PASSAGE
--------

Access problems go all the way up the chain: JoAnne Hewett, the incoming director of DOE’s Brookhaven National Laboratory, signed the petition and posted on the accompanying testimonial webpage that in mid April she was held at the gate until Merminga made a phone call on her behalf. Three weeks earlier, Hewett was late to a Particle Physics Project Prioritization Panel (P5) town hall meeting at Fermilab because she had to wait for a guard to correct the color of her badge. “Why couldn’t they just save my information as a frequent visitor?” she wrote.
The tightened restrictions at Fermilab hurt both science and community relations, the petition says. In the testimonials, writers recall how a childhood visit to Fermilab sparked their interest in a career in physics, how dance classes at the lab were the basis of lifelong friendships, how contractors hired to work on-site these days are refused access, and the like.
As examples of how the new access policies impact science, Psihas points to the ease with which Fermilab scientists used to be able to bring visitors to in-house workshops, how retired Fermilab scientists would come eat at the lab cafeteria and talk shop, and the “waste of many lab scientists’ time” when they were stationed at stairways and elevators during a P5 meeting to make sure visitors stayed in permitted areas.
Although the names of everyone who signed the petition will be delivered to the elected officials, about 500 of the signatories and a quarter of the roughly 200 testimonial writers have chosen to remain anonymous to the public. Psihas says that “putting our names out there didn’t feel safe.” She says she is attaching her name to the petition because when she first visited Fermilab as a student 14 years ago, she “fell in love with Fermilab. And when you love something and it’s made such an impact on your life and career, you have to do what you can to preserve it.”

--------

PROVIDED MATERIAL
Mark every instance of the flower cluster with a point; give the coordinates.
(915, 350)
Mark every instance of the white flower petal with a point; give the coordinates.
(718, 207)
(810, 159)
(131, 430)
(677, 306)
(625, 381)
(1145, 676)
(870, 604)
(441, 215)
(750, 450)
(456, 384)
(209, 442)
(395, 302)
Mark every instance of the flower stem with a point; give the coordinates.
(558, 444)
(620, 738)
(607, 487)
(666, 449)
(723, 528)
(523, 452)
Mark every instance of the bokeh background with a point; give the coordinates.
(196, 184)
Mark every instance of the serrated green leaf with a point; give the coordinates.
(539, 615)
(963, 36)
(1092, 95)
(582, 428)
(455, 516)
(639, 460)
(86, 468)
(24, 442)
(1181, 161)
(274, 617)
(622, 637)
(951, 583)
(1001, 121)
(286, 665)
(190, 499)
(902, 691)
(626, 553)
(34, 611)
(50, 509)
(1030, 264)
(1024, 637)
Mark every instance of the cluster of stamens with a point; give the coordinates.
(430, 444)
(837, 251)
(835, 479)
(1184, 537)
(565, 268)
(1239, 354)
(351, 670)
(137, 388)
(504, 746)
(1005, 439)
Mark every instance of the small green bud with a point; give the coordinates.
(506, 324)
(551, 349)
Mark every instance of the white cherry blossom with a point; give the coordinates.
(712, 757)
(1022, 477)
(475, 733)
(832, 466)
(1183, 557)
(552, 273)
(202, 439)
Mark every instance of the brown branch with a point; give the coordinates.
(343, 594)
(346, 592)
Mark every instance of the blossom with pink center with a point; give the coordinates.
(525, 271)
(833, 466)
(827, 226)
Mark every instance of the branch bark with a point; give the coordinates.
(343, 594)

--------

TASKS TO PERFORM
(a) Reproduce the Fermilab passage from "As examples of" up to and including "in permitted areas.".
(b) Summarize the Fermilab passage in two sentences.
The lines have no connection to the Fermilab passage.

RESULTS BY TASK
(a)
As examples of how the new access policies impact science, Psihas points to the ease with which Fermilab scientists used to be able to bring visitors to in-house workshops, how retired Fermilab scientists would come eat at the lab cafeteria and talk shop, and the “waste of many lab scientists’ time” when they were stationed at stairways and elevators during a P5 meeting to make sure visitors stayed in permitted areas.

(b) Tightened access restrictions at Fermilab have held up even senior visitors such as JoAnne Hewett, the incoming director of Brookhaven National Laboratory, and a petition argues that the restrictions hurt both science and community relations, pointing to testimonials and to examples from Psihas such as lab scientists being stationed at stairways and elevators during a P5 meeting. About 500 signatories and a quarter of the testimonial writers have chosen to remain anonymous to the public, while Psihas is attaching her name because of the impact Fermilab has had on her life and career.